* **TASK DETAILS**
Copy the material below word for word, starting at the line containing "Target: dark treeline" and ending at the line containing "x=384, y=21", including both of those lines.

* **INFORMATION PROVIDED**
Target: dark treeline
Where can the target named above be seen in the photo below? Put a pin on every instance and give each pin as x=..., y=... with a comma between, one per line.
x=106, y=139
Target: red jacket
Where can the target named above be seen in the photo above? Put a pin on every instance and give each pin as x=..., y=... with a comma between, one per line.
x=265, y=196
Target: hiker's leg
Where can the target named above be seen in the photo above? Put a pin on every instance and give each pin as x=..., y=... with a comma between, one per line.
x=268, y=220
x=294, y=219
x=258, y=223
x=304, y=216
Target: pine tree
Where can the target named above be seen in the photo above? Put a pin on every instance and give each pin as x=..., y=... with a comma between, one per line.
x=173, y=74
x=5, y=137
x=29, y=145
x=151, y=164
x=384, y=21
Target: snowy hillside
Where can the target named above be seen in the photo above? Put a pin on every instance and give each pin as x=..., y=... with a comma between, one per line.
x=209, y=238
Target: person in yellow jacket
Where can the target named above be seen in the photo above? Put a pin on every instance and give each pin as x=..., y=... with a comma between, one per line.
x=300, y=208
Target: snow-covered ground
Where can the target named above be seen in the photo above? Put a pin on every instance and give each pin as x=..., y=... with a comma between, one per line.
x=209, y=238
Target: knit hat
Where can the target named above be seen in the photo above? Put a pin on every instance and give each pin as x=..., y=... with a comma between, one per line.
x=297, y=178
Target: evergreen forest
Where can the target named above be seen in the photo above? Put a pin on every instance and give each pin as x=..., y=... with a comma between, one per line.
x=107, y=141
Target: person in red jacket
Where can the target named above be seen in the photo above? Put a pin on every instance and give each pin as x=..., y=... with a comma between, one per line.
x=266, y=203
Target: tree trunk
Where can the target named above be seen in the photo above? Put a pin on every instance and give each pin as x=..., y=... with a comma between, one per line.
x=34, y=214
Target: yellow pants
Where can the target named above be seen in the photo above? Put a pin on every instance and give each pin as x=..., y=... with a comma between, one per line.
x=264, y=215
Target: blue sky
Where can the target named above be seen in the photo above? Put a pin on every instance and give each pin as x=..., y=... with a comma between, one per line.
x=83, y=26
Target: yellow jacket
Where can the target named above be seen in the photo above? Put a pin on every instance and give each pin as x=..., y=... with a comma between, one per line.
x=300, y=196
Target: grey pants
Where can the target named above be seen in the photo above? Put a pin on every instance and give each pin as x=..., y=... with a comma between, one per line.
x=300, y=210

--

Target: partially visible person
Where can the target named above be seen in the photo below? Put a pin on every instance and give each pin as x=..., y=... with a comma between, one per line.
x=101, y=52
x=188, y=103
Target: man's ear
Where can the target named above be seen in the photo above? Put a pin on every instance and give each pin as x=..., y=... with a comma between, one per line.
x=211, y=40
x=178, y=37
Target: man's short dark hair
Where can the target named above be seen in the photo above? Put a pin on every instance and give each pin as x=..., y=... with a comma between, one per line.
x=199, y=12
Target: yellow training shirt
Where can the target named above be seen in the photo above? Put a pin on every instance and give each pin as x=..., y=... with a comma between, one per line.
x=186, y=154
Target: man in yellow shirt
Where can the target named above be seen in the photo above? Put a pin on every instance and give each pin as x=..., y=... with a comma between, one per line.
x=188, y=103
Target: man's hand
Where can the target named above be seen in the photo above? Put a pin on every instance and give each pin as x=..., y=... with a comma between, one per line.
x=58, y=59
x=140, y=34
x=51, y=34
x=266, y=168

* **EXPECTED OUTPUT**
Target: dark treeline
Where can the target named above be seen in the photo below? Put a pin on every instance and give each pin as x=..., y=... with a comma between, one per line.
x=106, y=139
Target: red jacket
Where can the target named above be seen in the photo above? Put a pin on every instance and give each pin as x=..., y=... with a comma between, one per line.
x=265, y=196
Target: hiker's leg
Where can the target named above be seen in the photo above? Put a pin on every instance and give each pin as x=..., y=... with a comma between, one per line.
x=268, y=220
x=294, y=219
x=258, y=223
x=304, y=216
Target: pine tree
Where can the target named above be seen in the photo above? Put a pin on every instance and give each pin as x=..., y=... with a comma between, one per line.
x=173, y=74
x=5, y=137
x=29, y=145
x=151, y=164
x=384, y=21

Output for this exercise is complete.